**Using the information**
1: Which countries does the article about people fleeing Afghanistan name as nouns, leaving out modifiers such as "US forces," "U.S.-led," "French" or "Iranian"?
2: Transcribe the part of the article about people fleeing Afghanistan that opens with the words containing "More than 123,000" and closes with "the year’s end.".

BEGIN Extract to read

Kabul : Crowds seeking to flee Afghanistan flocked to its borders while long queues formed at banks on Wednesday, as an administrative vacuum after the Taliban’s takeover left foreign donors unsure of how to respond to a looming humanitarian crisis.
Taliban focused on keeping banks, hospitals and government machinery running after the final withdrawal of US forces on Monday brought an end to a massive airlift of Afghans who had helped Western nations during the 20-year war.
With Kabul’s airport inoperable, private efforrts to help Afghans fearful of Taliban reprisals focused on arranging safe passage across the land-locked nation’s borders with Iran, Pakistan and central Asian states.
At Torkham, a local official said: “A large number of people are waiting on the Afghanistan side for the opening of the gate.”
Thousands of people also crowded at the Islam Qala border post between Afghanistan and Iran, witnesses said.
“I felt that being among Iranian security forces brought some kind of relaxation for Afghans as they entered Iran, compared with the past,” said one Afghan who was among a group of eight that crossed into Iran.
More than 123,000 people were evacuated from Kabul in the U.S.-led airlift after the Taliban seized the city in mid-August, but tens of thousands of Afghans at risk remained behind.
The U.N. refugee agency UNHCR said last week that up to half a million Afghans could flee their homeland by the year’s end.
Germany alone estimates that between 10,000 and 40,000 Afghan staff still working for development organisations in Afghanistan have a right to be evacuated to Germany if they feel endangered.
The government of Uzbekistan said it would allow air transit only for Afghans who figure on a German list of those at risk, but its land border with Afghanistan remained closed.
It could take days or weeks for the Taliban to settle negotiations with Qatar and Turkey over how to run Kabul’s airport, in talks French Foreign Minister Jean-Yves Le Drian has said were underway.

END Extract to read
BEGIN Source material

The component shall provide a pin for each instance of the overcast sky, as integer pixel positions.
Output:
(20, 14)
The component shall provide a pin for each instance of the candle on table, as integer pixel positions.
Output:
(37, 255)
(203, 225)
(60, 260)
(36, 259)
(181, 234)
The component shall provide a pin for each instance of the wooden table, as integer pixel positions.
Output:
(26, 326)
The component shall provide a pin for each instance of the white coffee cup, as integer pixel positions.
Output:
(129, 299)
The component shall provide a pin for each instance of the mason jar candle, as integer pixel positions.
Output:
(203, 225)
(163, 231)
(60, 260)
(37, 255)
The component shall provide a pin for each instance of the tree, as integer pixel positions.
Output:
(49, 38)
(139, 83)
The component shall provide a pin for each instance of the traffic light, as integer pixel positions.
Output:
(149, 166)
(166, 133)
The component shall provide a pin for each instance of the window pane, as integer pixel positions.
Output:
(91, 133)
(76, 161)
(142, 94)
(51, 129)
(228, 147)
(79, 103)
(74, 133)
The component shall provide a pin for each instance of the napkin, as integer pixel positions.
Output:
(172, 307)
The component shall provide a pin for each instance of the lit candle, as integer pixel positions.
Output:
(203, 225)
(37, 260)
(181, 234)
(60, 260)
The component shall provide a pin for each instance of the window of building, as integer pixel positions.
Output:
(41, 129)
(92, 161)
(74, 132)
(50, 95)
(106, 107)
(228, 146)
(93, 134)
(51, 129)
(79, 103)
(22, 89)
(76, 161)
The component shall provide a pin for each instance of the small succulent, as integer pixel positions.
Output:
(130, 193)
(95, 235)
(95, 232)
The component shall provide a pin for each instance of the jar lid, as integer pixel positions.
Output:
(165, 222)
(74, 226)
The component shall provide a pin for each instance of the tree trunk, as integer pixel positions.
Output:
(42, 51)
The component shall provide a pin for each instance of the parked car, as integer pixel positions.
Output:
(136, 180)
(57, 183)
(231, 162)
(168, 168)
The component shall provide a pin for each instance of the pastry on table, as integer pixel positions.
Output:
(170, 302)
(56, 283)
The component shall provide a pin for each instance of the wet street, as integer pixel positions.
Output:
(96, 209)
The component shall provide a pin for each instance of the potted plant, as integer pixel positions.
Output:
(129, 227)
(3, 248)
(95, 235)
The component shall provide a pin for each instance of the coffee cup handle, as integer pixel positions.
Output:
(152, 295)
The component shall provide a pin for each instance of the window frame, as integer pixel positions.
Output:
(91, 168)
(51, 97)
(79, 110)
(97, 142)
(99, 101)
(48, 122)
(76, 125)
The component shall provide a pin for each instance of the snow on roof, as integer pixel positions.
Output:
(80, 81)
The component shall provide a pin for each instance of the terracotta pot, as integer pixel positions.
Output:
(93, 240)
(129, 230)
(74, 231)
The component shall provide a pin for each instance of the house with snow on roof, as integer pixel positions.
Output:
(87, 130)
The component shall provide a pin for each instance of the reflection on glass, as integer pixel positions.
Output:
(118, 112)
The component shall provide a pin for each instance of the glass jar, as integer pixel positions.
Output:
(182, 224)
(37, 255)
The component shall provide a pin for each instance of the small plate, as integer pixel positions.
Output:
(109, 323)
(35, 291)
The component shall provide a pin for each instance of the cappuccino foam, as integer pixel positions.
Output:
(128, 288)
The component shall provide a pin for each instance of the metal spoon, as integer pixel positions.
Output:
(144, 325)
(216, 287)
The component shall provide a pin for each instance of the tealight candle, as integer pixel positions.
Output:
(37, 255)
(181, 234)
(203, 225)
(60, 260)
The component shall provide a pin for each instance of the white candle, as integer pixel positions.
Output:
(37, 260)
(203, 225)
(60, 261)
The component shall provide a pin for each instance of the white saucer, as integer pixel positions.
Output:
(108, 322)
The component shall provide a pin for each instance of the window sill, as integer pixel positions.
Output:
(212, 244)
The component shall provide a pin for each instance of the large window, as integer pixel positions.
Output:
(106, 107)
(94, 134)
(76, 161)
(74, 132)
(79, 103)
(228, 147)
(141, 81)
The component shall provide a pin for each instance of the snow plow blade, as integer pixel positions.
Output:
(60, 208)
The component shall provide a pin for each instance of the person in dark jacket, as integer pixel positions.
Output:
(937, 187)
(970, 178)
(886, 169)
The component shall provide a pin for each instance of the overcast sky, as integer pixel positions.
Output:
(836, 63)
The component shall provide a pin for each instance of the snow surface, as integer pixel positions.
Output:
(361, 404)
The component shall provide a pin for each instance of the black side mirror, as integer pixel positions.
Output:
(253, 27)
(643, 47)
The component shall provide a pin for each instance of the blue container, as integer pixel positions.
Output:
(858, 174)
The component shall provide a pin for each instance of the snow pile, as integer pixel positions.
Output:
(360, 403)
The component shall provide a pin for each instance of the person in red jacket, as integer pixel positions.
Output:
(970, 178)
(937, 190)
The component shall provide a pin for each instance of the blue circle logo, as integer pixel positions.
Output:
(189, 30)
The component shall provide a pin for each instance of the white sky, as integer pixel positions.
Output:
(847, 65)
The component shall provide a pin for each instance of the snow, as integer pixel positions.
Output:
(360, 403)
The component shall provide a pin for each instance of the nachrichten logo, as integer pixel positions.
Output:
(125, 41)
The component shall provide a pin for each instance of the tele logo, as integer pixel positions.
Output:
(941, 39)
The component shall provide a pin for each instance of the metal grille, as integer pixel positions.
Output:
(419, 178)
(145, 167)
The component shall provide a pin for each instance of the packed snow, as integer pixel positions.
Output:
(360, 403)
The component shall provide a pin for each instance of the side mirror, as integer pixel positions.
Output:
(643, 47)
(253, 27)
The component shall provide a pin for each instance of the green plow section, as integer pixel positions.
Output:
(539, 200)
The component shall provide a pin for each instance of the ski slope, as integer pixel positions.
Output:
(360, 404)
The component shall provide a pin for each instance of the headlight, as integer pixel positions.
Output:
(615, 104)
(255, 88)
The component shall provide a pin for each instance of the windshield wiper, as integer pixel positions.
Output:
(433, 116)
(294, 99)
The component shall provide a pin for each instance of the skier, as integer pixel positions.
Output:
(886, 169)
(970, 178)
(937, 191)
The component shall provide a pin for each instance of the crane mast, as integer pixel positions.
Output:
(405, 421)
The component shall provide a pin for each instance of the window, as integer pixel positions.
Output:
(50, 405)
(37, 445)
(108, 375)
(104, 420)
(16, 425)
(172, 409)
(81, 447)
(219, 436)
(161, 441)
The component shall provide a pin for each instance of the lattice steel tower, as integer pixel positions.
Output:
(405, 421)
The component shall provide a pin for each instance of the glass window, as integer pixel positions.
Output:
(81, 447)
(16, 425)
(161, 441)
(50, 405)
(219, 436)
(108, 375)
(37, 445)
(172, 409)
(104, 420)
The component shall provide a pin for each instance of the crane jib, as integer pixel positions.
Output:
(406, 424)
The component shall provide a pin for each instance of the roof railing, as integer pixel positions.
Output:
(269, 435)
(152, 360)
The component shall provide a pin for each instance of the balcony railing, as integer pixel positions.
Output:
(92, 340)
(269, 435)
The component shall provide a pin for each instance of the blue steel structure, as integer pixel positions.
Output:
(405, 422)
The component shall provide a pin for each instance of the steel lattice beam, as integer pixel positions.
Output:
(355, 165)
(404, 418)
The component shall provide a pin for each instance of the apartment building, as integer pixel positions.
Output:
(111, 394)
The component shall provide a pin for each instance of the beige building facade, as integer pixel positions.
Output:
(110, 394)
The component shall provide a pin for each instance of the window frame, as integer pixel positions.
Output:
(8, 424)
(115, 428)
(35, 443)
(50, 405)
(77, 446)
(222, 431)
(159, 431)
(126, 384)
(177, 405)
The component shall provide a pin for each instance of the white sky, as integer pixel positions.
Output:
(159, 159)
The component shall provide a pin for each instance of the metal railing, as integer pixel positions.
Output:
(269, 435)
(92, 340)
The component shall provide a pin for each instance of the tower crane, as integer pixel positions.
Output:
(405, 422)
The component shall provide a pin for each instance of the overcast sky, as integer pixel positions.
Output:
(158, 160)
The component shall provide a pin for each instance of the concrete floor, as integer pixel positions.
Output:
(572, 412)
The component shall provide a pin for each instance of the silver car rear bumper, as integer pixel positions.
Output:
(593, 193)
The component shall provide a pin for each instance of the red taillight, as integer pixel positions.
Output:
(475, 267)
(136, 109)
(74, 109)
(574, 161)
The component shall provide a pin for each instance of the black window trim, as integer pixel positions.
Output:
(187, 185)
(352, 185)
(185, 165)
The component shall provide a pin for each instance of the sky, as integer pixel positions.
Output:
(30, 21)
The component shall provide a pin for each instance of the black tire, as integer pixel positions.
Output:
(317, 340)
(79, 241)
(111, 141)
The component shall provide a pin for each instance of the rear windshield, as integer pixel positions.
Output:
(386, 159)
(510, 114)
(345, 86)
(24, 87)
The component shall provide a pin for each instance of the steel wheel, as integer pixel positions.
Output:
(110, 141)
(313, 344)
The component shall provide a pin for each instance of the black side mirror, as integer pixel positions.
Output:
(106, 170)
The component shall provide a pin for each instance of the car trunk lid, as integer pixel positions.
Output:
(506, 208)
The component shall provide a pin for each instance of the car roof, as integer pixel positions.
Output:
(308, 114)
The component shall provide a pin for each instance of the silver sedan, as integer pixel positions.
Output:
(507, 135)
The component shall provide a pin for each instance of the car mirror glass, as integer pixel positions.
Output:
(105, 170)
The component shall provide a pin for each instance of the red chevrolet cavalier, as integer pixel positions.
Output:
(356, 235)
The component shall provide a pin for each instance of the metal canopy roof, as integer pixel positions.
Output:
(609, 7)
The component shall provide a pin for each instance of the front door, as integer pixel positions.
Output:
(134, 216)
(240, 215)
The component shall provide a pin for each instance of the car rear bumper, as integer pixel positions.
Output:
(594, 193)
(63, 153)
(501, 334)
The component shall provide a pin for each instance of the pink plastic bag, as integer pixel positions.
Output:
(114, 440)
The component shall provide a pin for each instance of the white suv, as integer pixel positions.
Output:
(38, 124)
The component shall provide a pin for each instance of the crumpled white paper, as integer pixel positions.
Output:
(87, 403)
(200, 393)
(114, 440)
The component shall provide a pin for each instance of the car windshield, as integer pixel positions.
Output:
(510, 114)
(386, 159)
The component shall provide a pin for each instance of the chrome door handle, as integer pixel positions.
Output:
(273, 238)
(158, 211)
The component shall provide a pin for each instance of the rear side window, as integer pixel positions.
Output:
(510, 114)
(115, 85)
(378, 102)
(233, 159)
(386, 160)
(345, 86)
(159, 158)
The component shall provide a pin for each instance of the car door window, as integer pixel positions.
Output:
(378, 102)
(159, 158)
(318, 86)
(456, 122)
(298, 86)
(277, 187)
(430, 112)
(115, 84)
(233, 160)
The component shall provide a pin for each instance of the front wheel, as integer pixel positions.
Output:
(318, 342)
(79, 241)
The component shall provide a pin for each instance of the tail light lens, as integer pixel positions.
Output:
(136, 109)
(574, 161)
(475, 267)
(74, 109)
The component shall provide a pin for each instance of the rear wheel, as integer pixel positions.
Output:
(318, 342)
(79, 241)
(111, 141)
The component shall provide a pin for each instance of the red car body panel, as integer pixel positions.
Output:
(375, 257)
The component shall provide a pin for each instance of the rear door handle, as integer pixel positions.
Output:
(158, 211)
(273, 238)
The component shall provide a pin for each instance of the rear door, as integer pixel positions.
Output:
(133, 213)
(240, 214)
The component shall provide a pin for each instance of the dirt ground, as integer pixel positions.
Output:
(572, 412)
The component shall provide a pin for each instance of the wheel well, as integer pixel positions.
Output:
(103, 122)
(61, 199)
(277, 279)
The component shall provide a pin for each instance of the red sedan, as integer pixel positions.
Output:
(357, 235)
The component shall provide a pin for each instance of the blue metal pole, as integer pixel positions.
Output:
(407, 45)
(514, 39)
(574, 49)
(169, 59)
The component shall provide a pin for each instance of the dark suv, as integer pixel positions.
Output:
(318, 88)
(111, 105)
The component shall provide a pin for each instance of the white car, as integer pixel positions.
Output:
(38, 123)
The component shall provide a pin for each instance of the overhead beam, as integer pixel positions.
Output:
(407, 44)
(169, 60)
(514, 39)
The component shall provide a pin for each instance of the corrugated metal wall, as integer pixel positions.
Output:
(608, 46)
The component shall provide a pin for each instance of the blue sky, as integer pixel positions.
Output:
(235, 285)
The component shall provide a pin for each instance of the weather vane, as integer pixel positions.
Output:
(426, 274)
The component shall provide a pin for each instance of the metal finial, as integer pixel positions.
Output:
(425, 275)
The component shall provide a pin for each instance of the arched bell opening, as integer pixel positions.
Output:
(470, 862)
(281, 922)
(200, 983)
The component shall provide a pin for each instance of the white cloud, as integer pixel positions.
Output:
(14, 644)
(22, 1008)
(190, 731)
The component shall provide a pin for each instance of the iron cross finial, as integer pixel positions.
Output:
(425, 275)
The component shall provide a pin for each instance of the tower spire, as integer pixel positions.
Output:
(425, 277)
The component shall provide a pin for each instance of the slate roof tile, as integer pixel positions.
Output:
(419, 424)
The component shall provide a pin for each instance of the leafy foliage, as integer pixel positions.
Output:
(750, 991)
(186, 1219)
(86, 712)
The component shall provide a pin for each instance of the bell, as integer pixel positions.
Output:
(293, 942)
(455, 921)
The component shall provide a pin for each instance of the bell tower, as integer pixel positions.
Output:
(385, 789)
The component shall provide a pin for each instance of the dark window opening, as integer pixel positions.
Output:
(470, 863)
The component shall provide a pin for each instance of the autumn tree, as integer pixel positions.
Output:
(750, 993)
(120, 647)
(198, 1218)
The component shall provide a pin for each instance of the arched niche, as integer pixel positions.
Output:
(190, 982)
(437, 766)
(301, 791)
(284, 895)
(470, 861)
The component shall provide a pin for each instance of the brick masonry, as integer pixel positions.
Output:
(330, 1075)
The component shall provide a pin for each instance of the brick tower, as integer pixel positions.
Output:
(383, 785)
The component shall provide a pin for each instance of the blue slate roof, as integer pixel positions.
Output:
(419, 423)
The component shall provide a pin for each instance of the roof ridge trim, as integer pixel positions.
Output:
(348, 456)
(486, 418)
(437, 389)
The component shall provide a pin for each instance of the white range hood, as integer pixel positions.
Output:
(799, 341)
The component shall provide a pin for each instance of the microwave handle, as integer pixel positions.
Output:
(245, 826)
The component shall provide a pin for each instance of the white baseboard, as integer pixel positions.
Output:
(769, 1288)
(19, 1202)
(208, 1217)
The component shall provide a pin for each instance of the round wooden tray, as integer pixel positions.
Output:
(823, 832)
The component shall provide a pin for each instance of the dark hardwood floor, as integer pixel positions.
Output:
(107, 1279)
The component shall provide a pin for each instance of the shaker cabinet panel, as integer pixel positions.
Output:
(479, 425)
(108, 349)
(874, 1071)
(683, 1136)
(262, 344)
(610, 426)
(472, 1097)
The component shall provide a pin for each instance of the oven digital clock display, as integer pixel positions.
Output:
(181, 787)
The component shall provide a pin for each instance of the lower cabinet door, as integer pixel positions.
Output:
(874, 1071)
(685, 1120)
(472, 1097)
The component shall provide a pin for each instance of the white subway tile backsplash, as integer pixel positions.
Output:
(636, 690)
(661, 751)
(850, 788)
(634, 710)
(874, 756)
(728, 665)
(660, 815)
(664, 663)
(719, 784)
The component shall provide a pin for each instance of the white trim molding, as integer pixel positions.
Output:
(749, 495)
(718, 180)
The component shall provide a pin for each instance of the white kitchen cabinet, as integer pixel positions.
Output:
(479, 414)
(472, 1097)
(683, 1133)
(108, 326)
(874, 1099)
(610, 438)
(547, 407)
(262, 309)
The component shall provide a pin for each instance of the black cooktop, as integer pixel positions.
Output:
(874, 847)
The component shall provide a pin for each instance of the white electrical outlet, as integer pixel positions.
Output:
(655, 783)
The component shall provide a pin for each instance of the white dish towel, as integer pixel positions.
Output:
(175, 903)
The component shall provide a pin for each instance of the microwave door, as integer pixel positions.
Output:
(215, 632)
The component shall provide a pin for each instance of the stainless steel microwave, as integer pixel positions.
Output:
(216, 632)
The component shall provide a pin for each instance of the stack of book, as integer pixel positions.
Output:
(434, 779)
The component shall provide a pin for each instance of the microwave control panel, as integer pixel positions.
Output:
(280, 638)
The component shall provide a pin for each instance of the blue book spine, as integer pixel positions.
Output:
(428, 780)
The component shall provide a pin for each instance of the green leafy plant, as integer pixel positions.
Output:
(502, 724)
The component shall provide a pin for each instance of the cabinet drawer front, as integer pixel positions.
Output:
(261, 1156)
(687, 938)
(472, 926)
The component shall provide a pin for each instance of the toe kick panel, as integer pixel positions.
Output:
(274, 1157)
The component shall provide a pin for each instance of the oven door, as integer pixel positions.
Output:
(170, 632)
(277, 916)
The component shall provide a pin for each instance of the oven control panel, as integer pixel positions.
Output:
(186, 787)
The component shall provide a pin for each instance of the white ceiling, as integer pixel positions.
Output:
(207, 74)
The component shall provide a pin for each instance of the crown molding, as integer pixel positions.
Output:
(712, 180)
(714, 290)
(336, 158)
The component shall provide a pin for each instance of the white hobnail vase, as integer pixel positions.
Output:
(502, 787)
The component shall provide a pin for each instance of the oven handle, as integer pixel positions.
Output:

END Source material

**Answers by item number**
1: Afghanistan, Iran, Pakistan, Germany, Uzbekistan, Qatar, Turkey

2:
More than 123,000 people were evacuated from Kabul in the U.S.-led airlift after the Taliban seized the city in mid-August, but tens of thousands of Afghans at risk remained behind.
The U.N. refugee agency UNHCR said last week that up to half a million Afghans could flee their homeland by the year’s end.